EXERCISE PROMPT:
Repeat each entry word for word.

THE RECORDS below:

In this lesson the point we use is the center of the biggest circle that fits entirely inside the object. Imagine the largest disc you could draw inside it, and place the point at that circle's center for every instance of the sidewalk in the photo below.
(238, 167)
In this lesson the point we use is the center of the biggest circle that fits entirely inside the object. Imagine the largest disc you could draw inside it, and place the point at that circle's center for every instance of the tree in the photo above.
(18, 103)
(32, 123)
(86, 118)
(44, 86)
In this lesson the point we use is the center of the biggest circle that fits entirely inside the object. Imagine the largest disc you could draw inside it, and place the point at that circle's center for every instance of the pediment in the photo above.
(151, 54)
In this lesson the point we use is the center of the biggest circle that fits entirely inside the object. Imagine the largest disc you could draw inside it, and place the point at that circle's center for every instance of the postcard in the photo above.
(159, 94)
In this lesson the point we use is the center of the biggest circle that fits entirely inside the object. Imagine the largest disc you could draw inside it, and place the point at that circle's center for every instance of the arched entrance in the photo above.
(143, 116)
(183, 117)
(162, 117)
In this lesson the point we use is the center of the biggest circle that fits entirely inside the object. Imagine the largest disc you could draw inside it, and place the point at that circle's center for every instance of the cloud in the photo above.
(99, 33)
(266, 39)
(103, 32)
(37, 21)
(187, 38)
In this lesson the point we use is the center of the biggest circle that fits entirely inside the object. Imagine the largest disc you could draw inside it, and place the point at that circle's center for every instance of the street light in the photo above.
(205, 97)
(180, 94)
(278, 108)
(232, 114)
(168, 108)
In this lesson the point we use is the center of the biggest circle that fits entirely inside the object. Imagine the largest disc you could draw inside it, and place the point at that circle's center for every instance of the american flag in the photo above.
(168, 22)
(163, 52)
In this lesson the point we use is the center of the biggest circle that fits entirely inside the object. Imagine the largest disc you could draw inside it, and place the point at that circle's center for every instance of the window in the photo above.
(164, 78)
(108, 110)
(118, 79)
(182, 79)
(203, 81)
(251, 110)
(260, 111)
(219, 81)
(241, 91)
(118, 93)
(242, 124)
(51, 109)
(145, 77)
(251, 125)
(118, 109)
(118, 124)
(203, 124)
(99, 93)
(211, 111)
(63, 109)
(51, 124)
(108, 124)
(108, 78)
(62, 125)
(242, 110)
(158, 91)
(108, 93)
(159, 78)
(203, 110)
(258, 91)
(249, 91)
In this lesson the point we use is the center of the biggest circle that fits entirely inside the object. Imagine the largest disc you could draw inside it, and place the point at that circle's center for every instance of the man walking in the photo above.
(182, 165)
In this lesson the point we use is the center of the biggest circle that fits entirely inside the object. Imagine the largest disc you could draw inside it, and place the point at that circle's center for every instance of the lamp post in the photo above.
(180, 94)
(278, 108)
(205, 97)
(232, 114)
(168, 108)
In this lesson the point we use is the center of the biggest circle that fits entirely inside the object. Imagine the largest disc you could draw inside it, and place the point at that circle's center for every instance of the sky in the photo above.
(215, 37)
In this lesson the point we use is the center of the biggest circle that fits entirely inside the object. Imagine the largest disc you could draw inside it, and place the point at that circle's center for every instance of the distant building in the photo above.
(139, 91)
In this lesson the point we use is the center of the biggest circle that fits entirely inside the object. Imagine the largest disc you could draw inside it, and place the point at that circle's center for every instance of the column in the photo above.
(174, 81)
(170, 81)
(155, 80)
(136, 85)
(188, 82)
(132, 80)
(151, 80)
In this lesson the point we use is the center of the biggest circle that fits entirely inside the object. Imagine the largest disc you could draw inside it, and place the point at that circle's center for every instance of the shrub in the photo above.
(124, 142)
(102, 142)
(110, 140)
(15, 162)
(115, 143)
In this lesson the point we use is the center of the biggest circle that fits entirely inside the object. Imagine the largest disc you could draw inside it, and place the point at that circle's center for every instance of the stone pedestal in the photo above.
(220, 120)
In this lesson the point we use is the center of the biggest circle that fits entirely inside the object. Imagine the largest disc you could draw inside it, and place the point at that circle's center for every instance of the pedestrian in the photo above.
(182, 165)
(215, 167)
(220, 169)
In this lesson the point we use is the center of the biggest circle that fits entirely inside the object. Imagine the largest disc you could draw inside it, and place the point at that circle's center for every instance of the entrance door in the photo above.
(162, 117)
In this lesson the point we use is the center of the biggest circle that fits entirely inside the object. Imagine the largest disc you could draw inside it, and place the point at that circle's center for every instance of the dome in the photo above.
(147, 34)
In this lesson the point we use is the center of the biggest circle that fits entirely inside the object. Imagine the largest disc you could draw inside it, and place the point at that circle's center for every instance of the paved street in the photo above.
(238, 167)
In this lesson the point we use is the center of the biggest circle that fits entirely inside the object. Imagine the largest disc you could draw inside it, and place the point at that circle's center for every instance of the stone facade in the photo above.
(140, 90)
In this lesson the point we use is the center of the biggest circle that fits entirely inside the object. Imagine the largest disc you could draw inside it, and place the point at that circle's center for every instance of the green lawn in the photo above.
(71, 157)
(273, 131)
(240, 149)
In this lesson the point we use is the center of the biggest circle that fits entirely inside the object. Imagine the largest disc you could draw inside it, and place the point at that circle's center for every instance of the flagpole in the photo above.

End of THE RECORDS.

PROBLEM SOLUTION:
In this lesson the point we use is the center of the biggest circle that fits entirely inside the object. Imagine the largest disc you could draw inside it, and place the point at that circle's center for every instance of the sidewalk in the photo below.
(238, 167)
In this lesson the point we use is the center of the biggest circle that fits entirely inside the object. Imagine the largest disc you could draw inside it, and place the point at that circle's center for every instance of the tree in the photo above.
(18, 103)
(32, 123)
(86, 118)
(44, 86)
In this lesson the point we use is the center of the biggest circle that fits entirely inside the object. Imagine the largest disc you could draw inside it, and place the point at that circle's center for every instance of the pediment in the photo above.
(151, 54)
In this lesson the point we use is the center of the biggest circle that fits entirely inside the object. Imagine the largest disc you could draw inside it, and place the point at that circle's center for every instance of the postcard in the photo above.
(159, 94)
In this lesson the point we use is the center of the biggest circle that fits entirely inside the object. Imagine the largest disc you could draw inside it, and place the point at that circle's center for every instance of the arched entrance in the photo above.
(143, 116)
(183, 117)
(162, 117)
In this lesson the point we use is the center of the biggest circle that fits entirely inside the object. Imagine the largest disc you could draw inside it, and place the point at that circle's center for every instance of the cloud in the photo above.
(99, 33)
(266, 39)
(103, 32)
(37, 21)
(187, 38)
In this lesson the point we use is the center of the biggest circle that fits entirely inside the object. Imagine the largest disc you could draw inside it, and place the point at that circle's center for every instance of the street light in the photo above.
(205, 97)
(180, 94)
(278, 108)
(232, 114)
(168, 108)
In this lesson the point we use is the center of the biggest circle that fits entirely inside the object. Imagine the largest disc you could draw inside it, and place the point at that circle's center for every instance of the american flag in the photo above.
(168, 22)
(163, 52)
In this lesson the point we use is the center of the biggest circle that fits entirely inside the object. Imagine the largest disc you could draw inside it, and place the point at that circle's center for every instance of the window in the photo above.
(164, 78)
(108, 110)
(118, 79)
(182, 79)
(203, 81)
(251, 110)
(260, 111)
(219, 81)
(241, 91)
(118, 93)
(242, 124)
(51, 109)
(145, 77)
(251, 125)
(118, 109)
(118, 124)
(203, 124)
(99, 93)
(211, 111)
(63, 109)
(51, 124)
(108, 124)
(108, 78)
(62, 125)
(242, 110)
(158, 91)
(108, 93)
(159, 78)
(203, 110)
(258, 91)
(249, 91)
In this lesson the point we use is the center of the biggest circle that fits entirely inside the object. Imagine the largest disc you could draw inside it, and place the point at that circle's center for every instance of the man walking in the photo above.
(182, 165)
In this lesson the point we use is the center of the biggest circle that fits entirely inside the object. Imagine the largest disc you could draw inside it, and place the point at that circle's center for every instance of the lamp post in the photo above.
(180, 94)
(278, 108)
(205, 97)
(232, 114)
(168, 108)
In this lesson the point we use is the center of the biggest circle that fits entirely inside the object. Imagine the largest disc you could draw inside it, and place the point at that circle's center for every instance of the sky in the photo above.
(215, 37)
In this lesson the point we use is the center of the biggest circle that fits entirely inside the object. Imagine the largest disc you could draw inside it, and place the point at that circle's center for every instance of the distant building in the photo above.
(139, 91)
In this lesson the point we use is the center of the biggest circle that fits entirely inside the object. Imagine the largest disc you could draw inside it, and place the point at that circle's center for every instance of the column in the photo above.
(174, 81)
(170, 81)
(155, 80)
(136, 85)
(188, 82)
(132, 80)
(151, 80)
In this lesson the point we use is the center of the biggest circle that fits entirely inside the object. Imagine the largest disc you could draw inside it, and place the point at that circle's center for every instance of the shrub in the photo above.
(124, 142)
(102, 142)
(110, 140)
(15, 162)
(115, 143)
In this lesson the point we use is the center of the biggest circle that fits entirely inside the object. Imagine the largest disc you could draw inside it, and place the point at that circle's center for every instance of the stone pedestal in the photo above.
(220, 120)
In this lesson the point we use is the center of the biggest circle that fits entirely inside the object. Imagine the largest disc you could draw inside it, and place the point at that circle's center for every instance of the pedestrian in the photo above.
(182, 165)
(215, 167)
(220, 169)
In this lesson the point we use is the center of the biggest circle that fits entirely inside the object. Imagine the largest disc you could draw inside it, and place the point at that circle's center for every instance of the entrance door in the photo above.
(162, 117)
In this lesson the point we use is the center of the biggest circle that fits entirely inside the object. Imagine the largest disc you could draw inside it, and place the point at that circle's center for every instance of the dome in the photo above.
(147, 34)
In this lesson the point we use is the center of the biggest circle that fits entirely inside the object. Imagine the largest disc you could draw inside it, and place the point at that circle's center for every instance of the paved street in the photo above.
(238, 167)
In this lesson the point we use is the center of the biggest circle that fits entirely inside the object. Imagine the largest disc you could draw inside it, and place the point at that circle's center for every instance of the stone facade in the photo above.
(140, 90)
In this lesson the point we use is the center of the biggest circle that fits entirely inside the object. Imagine the largest disc you could draw inside it, and place the point at that circle's center for every instance of the green lawn in the photo above.
(71, 157)
(273, 131)
(240, 149)
In this lesson the point we use is the center of the biggest circle that fits entirely inside the object. Imagine the largest disc you could draw inside it, and place the point at that circle's center for every instance of the flagpole in the photo above.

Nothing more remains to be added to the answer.